→ Exercise objective
Which lines of the data below contain "leaf"? Please show them all.

→ Data to examine
↓↓↓
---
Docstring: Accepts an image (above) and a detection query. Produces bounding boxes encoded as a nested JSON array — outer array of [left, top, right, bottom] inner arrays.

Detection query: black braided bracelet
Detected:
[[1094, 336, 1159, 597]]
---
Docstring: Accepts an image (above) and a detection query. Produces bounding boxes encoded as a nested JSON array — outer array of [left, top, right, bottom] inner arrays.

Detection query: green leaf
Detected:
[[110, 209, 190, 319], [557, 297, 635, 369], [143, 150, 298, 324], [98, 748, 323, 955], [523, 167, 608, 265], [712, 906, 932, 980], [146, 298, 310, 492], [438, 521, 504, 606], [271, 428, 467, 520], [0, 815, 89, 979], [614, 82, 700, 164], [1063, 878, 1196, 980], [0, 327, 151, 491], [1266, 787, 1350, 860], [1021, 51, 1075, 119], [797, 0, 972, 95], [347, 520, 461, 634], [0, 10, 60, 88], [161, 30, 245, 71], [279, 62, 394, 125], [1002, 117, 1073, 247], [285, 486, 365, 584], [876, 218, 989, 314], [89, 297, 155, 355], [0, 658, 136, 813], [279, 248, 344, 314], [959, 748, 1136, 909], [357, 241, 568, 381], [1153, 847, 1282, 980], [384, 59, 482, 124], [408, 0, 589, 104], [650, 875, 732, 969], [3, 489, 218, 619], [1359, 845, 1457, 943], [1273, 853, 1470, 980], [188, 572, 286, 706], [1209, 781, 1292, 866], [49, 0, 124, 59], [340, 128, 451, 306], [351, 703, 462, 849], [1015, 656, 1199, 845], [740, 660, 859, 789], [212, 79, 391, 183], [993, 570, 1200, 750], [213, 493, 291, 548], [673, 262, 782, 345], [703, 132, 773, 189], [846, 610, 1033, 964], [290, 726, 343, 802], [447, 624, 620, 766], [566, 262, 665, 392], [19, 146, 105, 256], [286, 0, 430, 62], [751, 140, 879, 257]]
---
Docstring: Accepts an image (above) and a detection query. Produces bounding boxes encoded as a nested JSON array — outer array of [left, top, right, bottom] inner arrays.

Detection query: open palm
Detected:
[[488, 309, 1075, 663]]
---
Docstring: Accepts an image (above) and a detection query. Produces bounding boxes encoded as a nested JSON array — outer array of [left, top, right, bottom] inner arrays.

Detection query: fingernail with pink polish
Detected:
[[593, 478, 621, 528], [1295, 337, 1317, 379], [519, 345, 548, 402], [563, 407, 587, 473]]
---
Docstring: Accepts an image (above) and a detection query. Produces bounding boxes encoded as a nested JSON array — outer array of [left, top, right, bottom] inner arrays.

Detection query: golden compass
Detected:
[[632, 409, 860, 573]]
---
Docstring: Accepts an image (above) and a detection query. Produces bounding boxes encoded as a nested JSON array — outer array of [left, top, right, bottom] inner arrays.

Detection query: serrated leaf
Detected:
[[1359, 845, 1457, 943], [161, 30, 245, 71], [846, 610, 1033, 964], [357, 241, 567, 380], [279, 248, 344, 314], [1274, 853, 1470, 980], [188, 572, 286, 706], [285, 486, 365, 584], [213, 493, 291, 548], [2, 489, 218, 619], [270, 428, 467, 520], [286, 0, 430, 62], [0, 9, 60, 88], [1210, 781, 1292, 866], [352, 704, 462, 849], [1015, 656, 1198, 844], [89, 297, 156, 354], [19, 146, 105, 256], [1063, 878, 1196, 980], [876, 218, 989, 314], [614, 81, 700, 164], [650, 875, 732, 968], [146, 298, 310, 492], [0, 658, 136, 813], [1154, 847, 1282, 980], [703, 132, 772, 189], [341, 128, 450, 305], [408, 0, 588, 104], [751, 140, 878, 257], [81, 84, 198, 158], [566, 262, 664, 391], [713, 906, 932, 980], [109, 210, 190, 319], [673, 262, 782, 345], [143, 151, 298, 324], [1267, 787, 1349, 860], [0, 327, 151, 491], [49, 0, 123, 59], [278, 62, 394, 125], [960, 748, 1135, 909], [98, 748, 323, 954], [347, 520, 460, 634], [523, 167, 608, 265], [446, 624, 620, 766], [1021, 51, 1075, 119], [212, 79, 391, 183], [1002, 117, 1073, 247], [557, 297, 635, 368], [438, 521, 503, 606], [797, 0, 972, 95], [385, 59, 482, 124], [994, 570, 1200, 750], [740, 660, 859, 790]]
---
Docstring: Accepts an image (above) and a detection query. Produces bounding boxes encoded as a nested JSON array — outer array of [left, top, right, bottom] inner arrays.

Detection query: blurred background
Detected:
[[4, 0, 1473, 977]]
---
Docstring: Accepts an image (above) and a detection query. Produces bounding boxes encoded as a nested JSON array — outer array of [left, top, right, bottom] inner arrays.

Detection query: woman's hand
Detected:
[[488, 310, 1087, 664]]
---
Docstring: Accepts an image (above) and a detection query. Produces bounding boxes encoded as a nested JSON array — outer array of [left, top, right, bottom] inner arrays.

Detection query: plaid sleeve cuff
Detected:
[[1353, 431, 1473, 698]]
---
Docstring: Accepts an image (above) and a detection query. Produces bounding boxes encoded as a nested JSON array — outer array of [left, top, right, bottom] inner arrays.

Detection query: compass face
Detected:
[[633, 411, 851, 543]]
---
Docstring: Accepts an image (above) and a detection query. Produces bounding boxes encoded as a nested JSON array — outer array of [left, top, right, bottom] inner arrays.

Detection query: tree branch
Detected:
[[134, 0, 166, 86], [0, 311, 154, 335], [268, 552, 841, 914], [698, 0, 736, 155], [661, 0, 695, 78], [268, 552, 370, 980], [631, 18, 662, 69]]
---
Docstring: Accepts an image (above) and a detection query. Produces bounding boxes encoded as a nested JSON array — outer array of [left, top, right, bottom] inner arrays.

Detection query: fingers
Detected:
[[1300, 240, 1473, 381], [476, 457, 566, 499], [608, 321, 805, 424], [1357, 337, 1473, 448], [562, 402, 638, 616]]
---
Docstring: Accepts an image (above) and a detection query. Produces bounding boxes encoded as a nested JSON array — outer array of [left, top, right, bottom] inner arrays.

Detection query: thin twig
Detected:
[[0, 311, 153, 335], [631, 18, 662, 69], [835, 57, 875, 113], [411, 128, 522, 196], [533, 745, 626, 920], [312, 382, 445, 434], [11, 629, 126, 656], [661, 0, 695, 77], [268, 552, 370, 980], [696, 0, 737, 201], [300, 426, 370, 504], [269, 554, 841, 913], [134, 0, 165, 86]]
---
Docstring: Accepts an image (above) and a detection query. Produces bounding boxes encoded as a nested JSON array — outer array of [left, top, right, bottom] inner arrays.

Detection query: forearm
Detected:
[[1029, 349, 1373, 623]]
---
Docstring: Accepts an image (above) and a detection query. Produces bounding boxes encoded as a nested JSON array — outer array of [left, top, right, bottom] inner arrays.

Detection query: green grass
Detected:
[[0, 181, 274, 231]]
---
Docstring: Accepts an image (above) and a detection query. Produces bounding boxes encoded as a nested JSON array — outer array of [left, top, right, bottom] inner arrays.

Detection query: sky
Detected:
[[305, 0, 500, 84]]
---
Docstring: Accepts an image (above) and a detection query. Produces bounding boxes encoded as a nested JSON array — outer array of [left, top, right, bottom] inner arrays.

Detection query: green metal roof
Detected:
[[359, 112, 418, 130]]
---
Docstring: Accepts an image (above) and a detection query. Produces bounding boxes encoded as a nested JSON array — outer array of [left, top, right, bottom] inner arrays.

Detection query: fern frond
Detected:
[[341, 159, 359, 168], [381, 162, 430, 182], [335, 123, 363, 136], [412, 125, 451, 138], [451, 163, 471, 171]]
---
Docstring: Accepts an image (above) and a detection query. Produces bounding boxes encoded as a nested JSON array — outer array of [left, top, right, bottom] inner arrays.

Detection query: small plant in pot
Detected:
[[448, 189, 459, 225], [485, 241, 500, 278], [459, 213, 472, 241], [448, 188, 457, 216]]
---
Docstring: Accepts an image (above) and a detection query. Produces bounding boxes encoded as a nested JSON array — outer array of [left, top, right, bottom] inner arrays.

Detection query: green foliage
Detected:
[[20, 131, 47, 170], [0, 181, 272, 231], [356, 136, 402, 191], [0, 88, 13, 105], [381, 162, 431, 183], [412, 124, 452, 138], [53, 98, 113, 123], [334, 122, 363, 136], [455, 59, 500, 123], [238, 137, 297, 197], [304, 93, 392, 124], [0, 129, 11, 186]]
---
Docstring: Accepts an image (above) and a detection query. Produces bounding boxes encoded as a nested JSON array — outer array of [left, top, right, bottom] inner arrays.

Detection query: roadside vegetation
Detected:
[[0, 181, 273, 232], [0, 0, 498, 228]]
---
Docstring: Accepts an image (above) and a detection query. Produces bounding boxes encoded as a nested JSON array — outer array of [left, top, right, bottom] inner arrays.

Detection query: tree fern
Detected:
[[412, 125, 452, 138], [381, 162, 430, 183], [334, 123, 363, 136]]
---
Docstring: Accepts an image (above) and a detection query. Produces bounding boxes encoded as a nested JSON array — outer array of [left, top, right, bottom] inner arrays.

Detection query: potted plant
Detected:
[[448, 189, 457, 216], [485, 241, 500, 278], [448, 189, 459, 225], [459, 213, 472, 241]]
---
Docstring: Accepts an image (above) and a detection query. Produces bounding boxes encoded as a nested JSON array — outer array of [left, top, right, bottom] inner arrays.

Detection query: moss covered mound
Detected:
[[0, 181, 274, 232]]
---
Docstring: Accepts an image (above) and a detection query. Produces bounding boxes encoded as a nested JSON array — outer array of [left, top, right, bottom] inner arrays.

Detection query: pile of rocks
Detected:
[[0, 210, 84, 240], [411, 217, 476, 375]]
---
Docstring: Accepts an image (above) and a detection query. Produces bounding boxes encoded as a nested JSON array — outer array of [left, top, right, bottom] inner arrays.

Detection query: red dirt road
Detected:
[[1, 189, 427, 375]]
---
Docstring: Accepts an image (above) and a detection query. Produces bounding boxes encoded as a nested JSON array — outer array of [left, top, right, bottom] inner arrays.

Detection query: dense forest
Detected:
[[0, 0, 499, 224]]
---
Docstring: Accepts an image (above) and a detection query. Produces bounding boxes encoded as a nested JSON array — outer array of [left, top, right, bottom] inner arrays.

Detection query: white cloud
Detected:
↑↑↑
→ Written solution
Detection query: green leaf
Detection query: serrated leaf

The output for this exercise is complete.